AVAILABLE RECORDS:
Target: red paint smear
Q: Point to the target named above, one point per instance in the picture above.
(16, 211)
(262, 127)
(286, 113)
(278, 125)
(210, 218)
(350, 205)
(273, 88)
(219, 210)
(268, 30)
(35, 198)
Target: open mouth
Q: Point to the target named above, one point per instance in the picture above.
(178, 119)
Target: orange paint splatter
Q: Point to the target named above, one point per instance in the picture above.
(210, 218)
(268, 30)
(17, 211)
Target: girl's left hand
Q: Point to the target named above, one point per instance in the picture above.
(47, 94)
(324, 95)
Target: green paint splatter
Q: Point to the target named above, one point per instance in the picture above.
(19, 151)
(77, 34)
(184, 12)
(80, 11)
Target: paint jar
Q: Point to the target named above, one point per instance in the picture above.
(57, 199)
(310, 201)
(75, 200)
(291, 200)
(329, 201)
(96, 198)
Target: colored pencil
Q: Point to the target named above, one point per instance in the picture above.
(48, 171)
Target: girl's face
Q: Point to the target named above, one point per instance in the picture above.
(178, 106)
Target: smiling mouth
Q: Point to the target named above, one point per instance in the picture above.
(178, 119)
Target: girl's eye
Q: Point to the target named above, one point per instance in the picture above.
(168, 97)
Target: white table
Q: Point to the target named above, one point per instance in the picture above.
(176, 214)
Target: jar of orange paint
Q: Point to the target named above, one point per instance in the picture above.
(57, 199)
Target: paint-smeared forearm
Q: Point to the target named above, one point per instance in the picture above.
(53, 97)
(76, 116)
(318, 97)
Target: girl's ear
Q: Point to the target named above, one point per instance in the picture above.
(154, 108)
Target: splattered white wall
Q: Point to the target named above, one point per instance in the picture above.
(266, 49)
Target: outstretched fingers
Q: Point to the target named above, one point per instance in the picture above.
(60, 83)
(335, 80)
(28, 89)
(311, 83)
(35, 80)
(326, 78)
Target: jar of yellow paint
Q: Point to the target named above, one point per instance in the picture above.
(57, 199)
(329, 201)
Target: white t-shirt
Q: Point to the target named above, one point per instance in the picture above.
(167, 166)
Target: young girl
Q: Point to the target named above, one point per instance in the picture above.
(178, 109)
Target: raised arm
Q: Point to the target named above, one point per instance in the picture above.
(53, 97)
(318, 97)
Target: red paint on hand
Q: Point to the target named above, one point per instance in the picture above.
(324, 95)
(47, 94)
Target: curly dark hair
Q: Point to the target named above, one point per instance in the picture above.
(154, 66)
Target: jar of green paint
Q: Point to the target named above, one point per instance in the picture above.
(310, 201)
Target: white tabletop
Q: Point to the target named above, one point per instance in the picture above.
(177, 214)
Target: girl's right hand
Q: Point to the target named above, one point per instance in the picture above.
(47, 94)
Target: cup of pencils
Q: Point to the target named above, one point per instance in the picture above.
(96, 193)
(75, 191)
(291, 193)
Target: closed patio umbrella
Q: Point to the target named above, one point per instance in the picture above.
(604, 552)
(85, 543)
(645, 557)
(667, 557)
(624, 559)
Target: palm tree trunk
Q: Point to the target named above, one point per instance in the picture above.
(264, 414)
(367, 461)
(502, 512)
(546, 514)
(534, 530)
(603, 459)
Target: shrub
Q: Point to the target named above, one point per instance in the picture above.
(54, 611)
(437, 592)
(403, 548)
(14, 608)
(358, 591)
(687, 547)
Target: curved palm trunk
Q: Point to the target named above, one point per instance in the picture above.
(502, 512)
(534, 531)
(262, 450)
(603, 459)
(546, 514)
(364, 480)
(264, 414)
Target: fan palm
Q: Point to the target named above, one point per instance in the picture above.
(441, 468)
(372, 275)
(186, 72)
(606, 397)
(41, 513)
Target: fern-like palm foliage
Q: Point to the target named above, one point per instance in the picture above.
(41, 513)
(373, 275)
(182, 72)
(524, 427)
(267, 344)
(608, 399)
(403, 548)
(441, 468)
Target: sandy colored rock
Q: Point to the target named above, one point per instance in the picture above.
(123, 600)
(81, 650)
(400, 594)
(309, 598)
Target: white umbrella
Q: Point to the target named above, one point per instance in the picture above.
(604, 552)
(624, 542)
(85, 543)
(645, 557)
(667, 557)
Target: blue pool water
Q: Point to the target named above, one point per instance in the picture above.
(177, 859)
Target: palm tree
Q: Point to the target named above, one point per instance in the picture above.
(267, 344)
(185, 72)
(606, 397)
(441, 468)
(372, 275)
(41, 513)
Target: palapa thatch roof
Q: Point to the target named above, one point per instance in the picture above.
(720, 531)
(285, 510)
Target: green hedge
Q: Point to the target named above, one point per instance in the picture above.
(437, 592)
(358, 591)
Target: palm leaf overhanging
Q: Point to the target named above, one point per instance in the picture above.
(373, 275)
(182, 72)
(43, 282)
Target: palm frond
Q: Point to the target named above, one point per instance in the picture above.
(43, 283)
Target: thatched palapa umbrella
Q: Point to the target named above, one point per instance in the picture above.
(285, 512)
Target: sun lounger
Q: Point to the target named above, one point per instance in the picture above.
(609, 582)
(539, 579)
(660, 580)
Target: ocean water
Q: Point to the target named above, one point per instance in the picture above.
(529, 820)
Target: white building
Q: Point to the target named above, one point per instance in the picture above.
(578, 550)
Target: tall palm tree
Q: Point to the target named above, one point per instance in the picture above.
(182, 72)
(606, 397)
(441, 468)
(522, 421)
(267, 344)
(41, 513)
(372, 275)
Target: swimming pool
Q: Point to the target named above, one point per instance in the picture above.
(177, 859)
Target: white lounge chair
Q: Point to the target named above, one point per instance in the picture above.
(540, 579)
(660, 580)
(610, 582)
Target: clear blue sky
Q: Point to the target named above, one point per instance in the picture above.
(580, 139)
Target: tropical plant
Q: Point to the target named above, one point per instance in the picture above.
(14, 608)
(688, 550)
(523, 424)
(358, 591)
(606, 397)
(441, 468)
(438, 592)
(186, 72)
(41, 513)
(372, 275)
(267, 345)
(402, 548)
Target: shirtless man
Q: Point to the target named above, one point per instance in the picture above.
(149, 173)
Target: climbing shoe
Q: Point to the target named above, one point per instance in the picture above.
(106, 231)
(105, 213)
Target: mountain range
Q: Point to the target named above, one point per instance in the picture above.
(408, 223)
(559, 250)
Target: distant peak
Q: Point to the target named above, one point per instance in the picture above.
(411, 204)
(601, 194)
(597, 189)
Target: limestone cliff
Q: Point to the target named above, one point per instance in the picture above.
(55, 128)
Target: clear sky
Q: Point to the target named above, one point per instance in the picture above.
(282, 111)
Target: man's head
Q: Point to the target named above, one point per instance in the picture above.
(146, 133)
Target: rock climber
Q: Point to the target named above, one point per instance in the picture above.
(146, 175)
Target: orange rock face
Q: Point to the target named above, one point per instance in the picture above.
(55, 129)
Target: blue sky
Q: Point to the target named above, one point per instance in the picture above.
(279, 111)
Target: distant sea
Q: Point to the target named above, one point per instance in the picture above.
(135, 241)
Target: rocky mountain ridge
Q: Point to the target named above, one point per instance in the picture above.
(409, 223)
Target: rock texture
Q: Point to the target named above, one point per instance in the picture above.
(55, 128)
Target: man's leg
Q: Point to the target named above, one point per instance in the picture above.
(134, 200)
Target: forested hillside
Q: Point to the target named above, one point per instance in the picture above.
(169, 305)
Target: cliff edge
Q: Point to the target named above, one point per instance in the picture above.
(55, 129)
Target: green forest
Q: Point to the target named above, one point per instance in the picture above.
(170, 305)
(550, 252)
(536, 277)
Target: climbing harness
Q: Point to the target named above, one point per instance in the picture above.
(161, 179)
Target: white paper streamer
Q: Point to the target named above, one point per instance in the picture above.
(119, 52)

EXERCISE OBJECTIVE: Beginning with the line containing "Target: young girl" and ending with the line containing "Target: girl's right hand", extract those lines exactly from the listing above, and only those.

WRITTEN ANSWER:
Target: young girl
Q: Point to the target named above, one point per instance in the picture above.
(178, 109)
Target: raised arm
Q: Point to the target named above, one point per instance in the picture above.
(53, 97)
(318, 97)
Target: red paint on hand
Q: Point to the target named above, one point per instance in the picture above.
(324, 95)
(47, 94)
Target: curly dark hair
Q: Point to the target named above, one point per instance in the picture above.
(154, 66)
Target: jar of green paint
Q: Point to the target named above, one point per instance in the picture above.
(310, 201)
Target: white tabletop
Q: Point to the target named above, one point per instance in the picture above.
(177, 214)
Target: girl's right hand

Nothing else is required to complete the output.